───── ENTRIES SHOWN

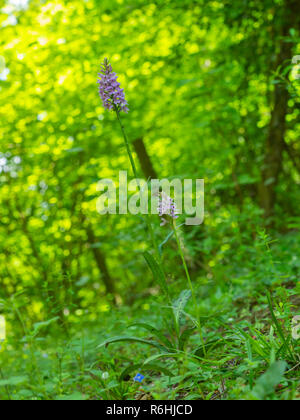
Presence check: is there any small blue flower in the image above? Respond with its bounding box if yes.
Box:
[133,373,145,383]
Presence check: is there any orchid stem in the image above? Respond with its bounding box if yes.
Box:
[173,220,206,357]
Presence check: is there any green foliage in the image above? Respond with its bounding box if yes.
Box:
[0,0,300,400]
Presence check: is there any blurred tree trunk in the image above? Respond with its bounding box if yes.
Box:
[259,0,300,219]
[133,138,158,179]
[86,224,115,297]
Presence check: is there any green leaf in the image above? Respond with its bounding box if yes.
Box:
[143,251,169,296]
[56,392,87,401]
[129,322,173,349]
[120,363,174,381]
[0,55,5,73]
[173,290,192,322]
[32,316,59,336]
[267,292,295,360]
[0,376,27,386]
[97,336,166,351]
[253,361,287,399]
[179,327,196,350]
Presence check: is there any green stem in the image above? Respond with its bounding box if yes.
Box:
[114,105,161,263]
[114,105,179,340]
[173,220,206,356]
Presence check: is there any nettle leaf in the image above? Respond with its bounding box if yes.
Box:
[173,290,192,322]
[129,322,173,349]
[253,361,287,399]
[143,251,169,296]
[98,336,166,351]
[179,327,196,350]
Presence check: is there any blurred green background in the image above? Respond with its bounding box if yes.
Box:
[0,0,300,329]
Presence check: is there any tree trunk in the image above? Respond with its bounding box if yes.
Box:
[259,0,300,219]
[133,138,158,179]
[86,225,115,296]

──────────

[STATED EXERCISE]: Show each line of the rows above that contains the word "check". Case counts.

[OUTPUT]:
Presence check: is there any small blue flower in the image above? Respond with its bounding box if yes.
Presence check: is there any orchid stem in the image above? Respond with its bounding box if yes.
Presence check: is there any green foliage in the image above? Respond with its bounding box if yes.
Presence check: is there any blurred tree trunk in the image above? Respond with its bounding box if yes.
Presence check: is there any green leaf in the image above? Respond with its bounding box if yes.
Presence check: is there any green stem in the image above? Respond with its bounding box if yes.
Presence check: is there any nettle leaf in the image above? Respond with its bounding box if yes.
Presence check: is there any blurred green background in the image above? Respond with its bounding box if yes.
Presence check: is there any tree trunk in the image above? Respond with its bounding box if yes.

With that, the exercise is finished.